→ **GOAL OF THE EXERCISE**
The expected output is an exact restatement of all the records.

Point localization data
%%
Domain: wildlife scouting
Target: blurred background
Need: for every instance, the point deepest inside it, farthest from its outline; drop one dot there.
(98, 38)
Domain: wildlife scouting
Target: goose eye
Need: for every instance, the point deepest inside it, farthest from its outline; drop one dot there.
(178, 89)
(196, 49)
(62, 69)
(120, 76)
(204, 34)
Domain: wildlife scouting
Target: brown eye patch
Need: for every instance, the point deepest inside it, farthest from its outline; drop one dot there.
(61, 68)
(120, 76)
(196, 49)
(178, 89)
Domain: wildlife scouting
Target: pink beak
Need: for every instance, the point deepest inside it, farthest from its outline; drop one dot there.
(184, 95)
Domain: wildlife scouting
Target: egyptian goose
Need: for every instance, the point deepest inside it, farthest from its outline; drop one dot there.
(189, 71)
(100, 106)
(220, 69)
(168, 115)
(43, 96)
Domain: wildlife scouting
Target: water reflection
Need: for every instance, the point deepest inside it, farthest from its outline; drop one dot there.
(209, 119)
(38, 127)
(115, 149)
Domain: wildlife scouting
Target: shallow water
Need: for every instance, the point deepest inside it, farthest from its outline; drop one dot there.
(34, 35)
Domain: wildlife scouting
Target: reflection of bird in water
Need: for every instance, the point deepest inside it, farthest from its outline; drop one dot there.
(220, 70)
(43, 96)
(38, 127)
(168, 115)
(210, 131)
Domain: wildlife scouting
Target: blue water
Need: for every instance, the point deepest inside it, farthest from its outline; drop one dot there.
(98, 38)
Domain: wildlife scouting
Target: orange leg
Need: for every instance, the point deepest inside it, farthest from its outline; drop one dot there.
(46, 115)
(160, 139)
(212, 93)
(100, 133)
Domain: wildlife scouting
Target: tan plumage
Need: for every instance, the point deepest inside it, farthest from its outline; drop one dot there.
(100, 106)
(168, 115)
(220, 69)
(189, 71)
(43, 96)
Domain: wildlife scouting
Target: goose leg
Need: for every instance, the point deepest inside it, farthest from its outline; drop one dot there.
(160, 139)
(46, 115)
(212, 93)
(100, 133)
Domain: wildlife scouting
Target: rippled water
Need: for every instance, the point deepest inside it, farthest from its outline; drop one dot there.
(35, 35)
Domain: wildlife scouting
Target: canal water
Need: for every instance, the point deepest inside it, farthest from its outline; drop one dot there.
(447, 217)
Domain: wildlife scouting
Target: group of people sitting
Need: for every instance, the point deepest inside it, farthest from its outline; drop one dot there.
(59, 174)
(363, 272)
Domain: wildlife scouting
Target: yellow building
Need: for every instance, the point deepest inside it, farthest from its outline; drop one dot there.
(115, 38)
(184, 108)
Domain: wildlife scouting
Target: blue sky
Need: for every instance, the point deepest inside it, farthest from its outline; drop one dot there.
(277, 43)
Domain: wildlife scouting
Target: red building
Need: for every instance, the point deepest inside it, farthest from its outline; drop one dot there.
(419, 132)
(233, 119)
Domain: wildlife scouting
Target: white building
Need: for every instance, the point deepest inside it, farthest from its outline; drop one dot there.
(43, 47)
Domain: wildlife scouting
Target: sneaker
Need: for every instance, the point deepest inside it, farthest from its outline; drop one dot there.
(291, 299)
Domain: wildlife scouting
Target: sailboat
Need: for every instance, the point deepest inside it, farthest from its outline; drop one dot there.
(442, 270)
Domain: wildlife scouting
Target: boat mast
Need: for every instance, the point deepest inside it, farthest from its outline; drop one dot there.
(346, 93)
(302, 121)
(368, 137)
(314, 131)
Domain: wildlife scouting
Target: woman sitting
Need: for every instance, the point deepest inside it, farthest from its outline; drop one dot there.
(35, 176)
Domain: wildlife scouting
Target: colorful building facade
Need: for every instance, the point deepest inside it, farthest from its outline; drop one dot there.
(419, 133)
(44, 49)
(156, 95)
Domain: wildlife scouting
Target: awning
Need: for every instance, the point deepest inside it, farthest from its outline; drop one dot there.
%%
→ **SOLVED EXERCISE**
Domain: wildlife scouting
Target: blurred background
Need: for every instance, the point deepest inside it, farthest from its outline; drop one dot there.
(98, 38)
Domain: wildlife scouting
Target: goose eye
Need: for every instance, the point deepest inside it, farthest from its outline; drop one dot there.
(178, 89)
(196, 49)
(62, 69)
(120, 76)
(204, 34)
Domain: wildlife scouting
Target: brown eye patch
Need: for every instance, the point deepest inside it, farthest from its outline; drop one dot there.
(61, 68)
(120, 76)
(196, 49)
(178, 89)
Domain: wildlife scouting
Target: pink beak
Need: for every instance, the point deepest inside it, farthest from its outline; drop one dot there.
(184, 95)
Domain: wildlife scouting
Target: egyptian goose
Need: for every instance, the point deepest inside it, farthest from its outline; drop one dot there.
(189, 71)
(100, 106)
(220, 69)
(168, 115)
(43, 96)
Domain: wildlife scouting
Target: water reflection
Need: for every instance, the point deepest inside it, farthest from its outline; drop one dot there.
(209, 119)
(38, 127)
(115, 149)
Domain: wildlife scouting
Target: shallow water
Need: for every instance, the point deepest inside it, farthest from its outline; drop one dot there.
(34, 35)
Domain: wildlife scouting
Target: reflection of bird in water
Need: for every instance, the point deepest inside it, farthest from its outline; drop one dot there.
(220, 70)
(43, 96)
(38, 127)
(168, 115)
(210, 131)
Domain: wildlife scouting
Target: blue water
Need: for every instance, the point deepest inside it, farthest from its outline; drop one dot there.
(98, 38)
Domain: wildlife scouting
Target: orange leg
Need: for every instance, the point deepest inside it, farthest from its outline; drop one dot there.
(46, 115)
(160, 139)
(212, 93)
(100, 133)
Domain: wildlife scouting
Target: tan plumage
Need: for every instance, the point deepest inside it, farthest from its outline; drop one dot there.
(100, 106)
(168, 115)
(220, 69)
(189, 71)
(43, 96)
Domain: wildlife scouting
Target: goose leg
Need: for every instance, the point deepest inside it, farthest from its outline; drop one dot there.
(160, 139)
(46, 115)
(212, 93)
(100, 133)
Domain: wildlife scouting
Target: rippled water
Need: for every instance, the point deepest inside it, farthest from its outline; drop one dot there.
(35, 35)
Domain: wildlife scouting
Target: canal water
Need: for every instance, the point deepest inside it, farthest from its outline; drop one dot there.
(447, 217)
Domain: wildlife scouting
Target: group of people sitting
Need: for every instance, the point deepest inside it, farthest from its outline; drop one dot there.
(59, 174)
(363, 272)
Domain: wildlife scouting
Target: yellow building
Need: for every instance, the point deepest inside it, farthest from its outline; drop one dot there.
(115, 38)
(184, 108)
Domain: wildlife scouting
Target: blue sky
Need: for every instance, the point deepest inside it, farthest from its outline; drop one dot there.
(277, 43)
Domain: wildlife scouting
Target: red building
Need: for every instance, the point deepest inside it, farthest from its outline; drop one dot there.
(419, 132)
(233, 119)
Domain: wildlife scouting
Target: white building
Need: for every instance, the point deepest inside it, farthest from its outline; drop one dot there.
(43, 47)
Domain: wildlife scouting
Target: sneaker
Need: for every instance, the point deepest inside it, farthest from its outline; drop one dot there.
(291, 299)
Domain: wildlife scouting
Target: sailboat
Need: for every instance, the point deepest inside it, farthest from its outline; drop one dot there.
(442, 270)
Domain: wildlife scouting
Target: boat mast
Need: for every instance, the point deepest inside it, farthest from its outline; drop one dot there.
(346, 93)
(302, 121)
(368, 137)
(314, 131)
Domain: wildlife scouting
Target: woman sitting
Need: for every instance, the point deepest inside it, farthest from its outline; drop one dot there.
(35, 176)
Domain: wildlife scouting
Target: colorful building facade
Need: for every instance, the point deepest inside it, farthest from its outline; drop one dot there.
(419, 133)
(44, 49)
(156, 95)
Domain: wildlife scouting
Target: awning
Need: for every instance, the point deepest inside it, farthest from its outline; drop one dot there.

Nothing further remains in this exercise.